- **Document text**
/---
Vance started this fight with his recently acquired faith, blasting those same U.S. bishops (many of them conservatives on other matters) for resisting ICE raids on Catholic churches and schools that provide services and shelter to undocumented immigrants. He even suggested on Face the Nation last month that the bishops were acting out of concern not for migrants but for “their bottom line,” the government money they have received for helping refugees resettle. Vance went on to explain to Sean Hannity that his relative lack of charity for immigrants was rooted in the early church concept of ordo amoris (rightly ordered love):
There’s this old-school [concept] — and I think a very Christian concept, by the way — that you love your family, and then you love your neighbor, and then you love your community, and then you love your fellow citizens in your own country, and then after that you can focus and prioritize the rest of the world,” he said.
He continued: “A lot of the far left has completely inverted that. They seem to hate the citizens of their own country and care more about people outside their own borders. That is no way to run a society.”
Vance’s efforts to be more Catholic than the pope have now elicited a definitive rebuke. Francis’s encyclical calls the Trump administration’s program of mass deportation a “major crisis” and an effort to apply brute force to a global migration trend that calls for sensitivity and compassion: “What is built on the basis of force, and not on the truth about the equal dignity of every human being, begins badly and will end badly.” Francis noted that Christ himself “did not live apart from the difficult experience of being expelled from his own land because of an imminent risk to his life, and from the experience of having to take refuge in a society and a culture foreign to his own. The Son of God, in becoming man, also chose to live the drama of immigration.”
Having presented basic church teachings on immigration, Francis briskly turned to Vance’s ordo amoris defense of nativism:
Christian love is not a concentric expansion of interests that little by little extend to other persons and groups … The true ordo amoris that must be promoted is that which we discover by meditating constantly on the parable of the “Good Samaritan” (cf. Lk 10:25-37), that is, by meditating on the love that builds a fraternity open to all, without exception.
\---
- **Brief 1**
Write out the passage on Vance and the pope's rebuke word for word, everything from "Having presented basic" down to "all, without exception.".
- **Brief 2**
How would the passage on Vance and the pope's rebuke go on? Extend it from the point where it stops.
The material that follows is not needed for anything here.

- **Provided data**
/---
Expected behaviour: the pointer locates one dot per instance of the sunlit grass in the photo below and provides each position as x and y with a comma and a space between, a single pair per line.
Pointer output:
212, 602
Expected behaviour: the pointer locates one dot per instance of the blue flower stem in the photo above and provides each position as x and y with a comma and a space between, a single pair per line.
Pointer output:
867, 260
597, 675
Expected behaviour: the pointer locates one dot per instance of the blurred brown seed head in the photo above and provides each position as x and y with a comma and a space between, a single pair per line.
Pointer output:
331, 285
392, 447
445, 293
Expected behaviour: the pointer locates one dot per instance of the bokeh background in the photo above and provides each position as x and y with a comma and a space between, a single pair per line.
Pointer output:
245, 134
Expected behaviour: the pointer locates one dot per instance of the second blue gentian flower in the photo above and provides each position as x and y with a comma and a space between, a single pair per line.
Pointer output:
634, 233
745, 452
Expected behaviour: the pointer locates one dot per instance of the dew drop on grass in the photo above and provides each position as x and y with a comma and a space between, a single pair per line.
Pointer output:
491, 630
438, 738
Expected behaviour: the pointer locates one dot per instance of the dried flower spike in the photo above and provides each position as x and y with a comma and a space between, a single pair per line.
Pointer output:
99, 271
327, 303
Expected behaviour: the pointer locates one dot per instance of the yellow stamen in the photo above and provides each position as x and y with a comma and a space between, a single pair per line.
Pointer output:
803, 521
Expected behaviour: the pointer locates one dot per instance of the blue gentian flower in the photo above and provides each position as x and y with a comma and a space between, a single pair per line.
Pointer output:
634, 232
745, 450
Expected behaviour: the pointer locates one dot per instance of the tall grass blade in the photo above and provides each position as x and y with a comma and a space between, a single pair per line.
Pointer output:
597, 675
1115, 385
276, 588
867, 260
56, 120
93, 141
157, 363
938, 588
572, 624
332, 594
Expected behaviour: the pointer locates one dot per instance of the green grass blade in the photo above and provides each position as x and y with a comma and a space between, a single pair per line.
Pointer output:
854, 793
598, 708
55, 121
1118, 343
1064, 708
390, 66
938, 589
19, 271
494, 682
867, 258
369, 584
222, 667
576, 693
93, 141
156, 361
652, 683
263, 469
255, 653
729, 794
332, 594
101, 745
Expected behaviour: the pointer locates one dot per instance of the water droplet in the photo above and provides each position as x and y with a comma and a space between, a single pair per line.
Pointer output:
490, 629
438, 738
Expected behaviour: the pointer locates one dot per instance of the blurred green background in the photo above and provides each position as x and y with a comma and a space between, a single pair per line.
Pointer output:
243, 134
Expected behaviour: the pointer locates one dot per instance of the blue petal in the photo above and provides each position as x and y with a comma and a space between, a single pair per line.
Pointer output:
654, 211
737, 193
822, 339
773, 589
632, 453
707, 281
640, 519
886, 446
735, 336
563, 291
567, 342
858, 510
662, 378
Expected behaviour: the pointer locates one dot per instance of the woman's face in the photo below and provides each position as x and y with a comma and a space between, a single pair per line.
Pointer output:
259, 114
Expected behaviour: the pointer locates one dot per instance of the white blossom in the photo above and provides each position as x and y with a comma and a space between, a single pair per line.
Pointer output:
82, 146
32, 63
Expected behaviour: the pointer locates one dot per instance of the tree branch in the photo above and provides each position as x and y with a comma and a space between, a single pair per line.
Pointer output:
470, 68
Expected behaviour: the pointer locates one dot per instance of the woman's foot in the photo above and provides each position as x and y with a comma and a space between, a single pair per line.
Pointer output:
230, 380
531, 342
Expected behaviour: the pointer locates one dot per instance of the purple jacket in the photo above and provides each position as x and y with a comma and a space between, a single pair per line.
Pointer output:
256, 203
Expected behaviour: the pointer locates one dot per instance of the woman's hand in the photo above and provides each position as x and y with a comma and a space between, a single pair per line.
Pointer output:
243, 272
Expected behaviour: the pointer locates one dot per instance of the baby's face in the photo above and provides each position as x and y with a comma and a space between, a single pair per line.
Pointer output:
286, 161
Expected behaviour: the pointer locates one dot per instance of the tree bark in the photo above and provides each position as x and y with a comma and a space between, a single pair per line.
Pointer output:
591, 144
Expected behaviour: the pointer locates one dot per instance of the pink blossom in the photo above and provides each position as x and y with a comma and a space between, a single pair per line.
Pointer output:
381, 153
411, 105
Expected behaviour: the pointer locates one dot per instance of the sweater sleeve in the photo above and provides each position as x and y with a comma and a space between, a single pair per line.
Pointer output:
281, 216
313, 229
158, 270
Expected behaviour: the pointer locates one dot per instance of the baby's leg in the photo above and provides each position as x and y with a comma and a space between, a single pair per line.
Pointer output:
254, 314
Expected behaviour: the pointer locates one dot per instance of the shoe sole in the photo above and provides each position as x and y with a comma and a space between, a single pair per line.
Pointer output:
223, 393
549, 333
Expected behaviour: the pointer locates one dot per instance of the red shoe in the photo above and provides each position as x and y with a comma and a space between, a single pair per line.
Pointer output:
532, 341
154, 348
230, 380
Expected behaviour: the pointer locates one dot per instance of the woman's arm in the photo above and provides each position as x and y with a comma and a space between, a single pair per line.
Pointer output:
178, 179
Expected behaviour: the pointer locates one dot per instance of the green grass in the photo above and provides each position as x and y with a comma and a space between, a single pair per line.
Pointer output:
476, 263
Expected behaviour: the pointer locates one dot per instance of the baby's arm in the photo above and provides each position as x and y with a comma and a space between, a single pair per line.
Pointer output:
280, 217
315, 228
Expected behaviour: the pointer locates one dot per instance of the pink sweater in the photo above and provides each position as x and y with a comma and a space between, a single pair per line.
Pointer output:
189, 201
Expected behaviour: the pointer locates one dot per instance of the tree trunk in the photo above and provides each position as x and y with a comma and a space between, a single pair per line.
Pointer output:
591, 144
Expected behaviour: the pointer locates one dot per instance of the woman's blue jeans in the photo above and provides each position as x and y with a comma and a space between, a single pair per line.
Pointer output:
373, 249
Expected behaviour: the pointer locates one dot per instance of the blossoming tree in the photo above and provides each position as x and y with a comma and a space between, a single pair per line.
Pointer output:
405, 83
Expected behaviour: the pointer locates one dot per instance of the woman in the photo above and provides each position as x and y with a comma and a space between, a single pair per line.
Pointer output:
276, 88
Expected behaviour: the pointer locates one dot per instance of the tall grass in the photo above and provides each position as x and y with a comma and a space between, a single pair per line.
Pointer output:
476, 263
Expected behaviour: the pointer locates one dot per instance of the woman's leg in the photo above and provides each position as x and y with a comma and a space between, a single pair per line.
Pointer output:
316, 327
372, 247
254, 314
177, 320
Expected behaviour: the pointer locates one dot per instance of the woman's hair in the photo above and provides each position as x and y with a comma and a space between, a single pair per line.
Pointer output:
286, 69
\---
- **Exercise output 1**
Having presented basic church teachings on immigration, Francis briskly turned to Vance’s ordo amoris defense of nativism:
Christian love is not a concentric expansion of interests that little by little extend to other persons and groups … The true ordo amoris that must be promoted is that which we discover by meditating constantly on the parable of the “Good Samaritan” (cf. Lk 10:25-37), that is, by meditating on the love that builds a fraternity open to all, without exception.

- **Exercise output 2**
But worrying about personal, community or national identity, apart from these considerations, easily introduces an ideological criterion that distorts social life and imposes the will of the strongest as the criterion of truth.
Catholic writer Elizabeth Bruenig put it more plainly in a recent meditation on Vance’s version of the faith:
The decision to love and serve the stranger, the refugee, and the foreigner with charity is a hallmark of the Christian faith, such that a government crackdown on this work seems to be a threat to Christian practice itself, or an attempt to reshape it into something else altogether.
Perhaps Vance is preparing an erudite response to Francis’s encyclical that will put the pontiff in his place and cheer MAGA Catholics who regard migrants as cat-eating criminal scum rather than replicas of the baby Jesus in his flight into Egypt. But Vance may not be as smart as he thinks he is. Evaluating a recent speech by the vice-president claiming religious liberty as a legacy of the early church, the National Catholic Reporter’s Michael Sean Winters demolishes Vance’s “lousy attempt at historiography” and concludes he is “an ingenu [i.e., immature] or a demagogue. Or both.”
In the words of the headline of Winters’s piece, Vance is “in over his head” when he tries to pose as a wise doctor of the church equipped to instruct Catholic bishops and presumably even the Pope. America’s two Catholic presidents, John F. Kennedy and Joe Biden, never did that. Perhaps he should ground his politics not in the Bible or the writings of the early church fathers but in sacred MAGA texts like The Art of the Deal.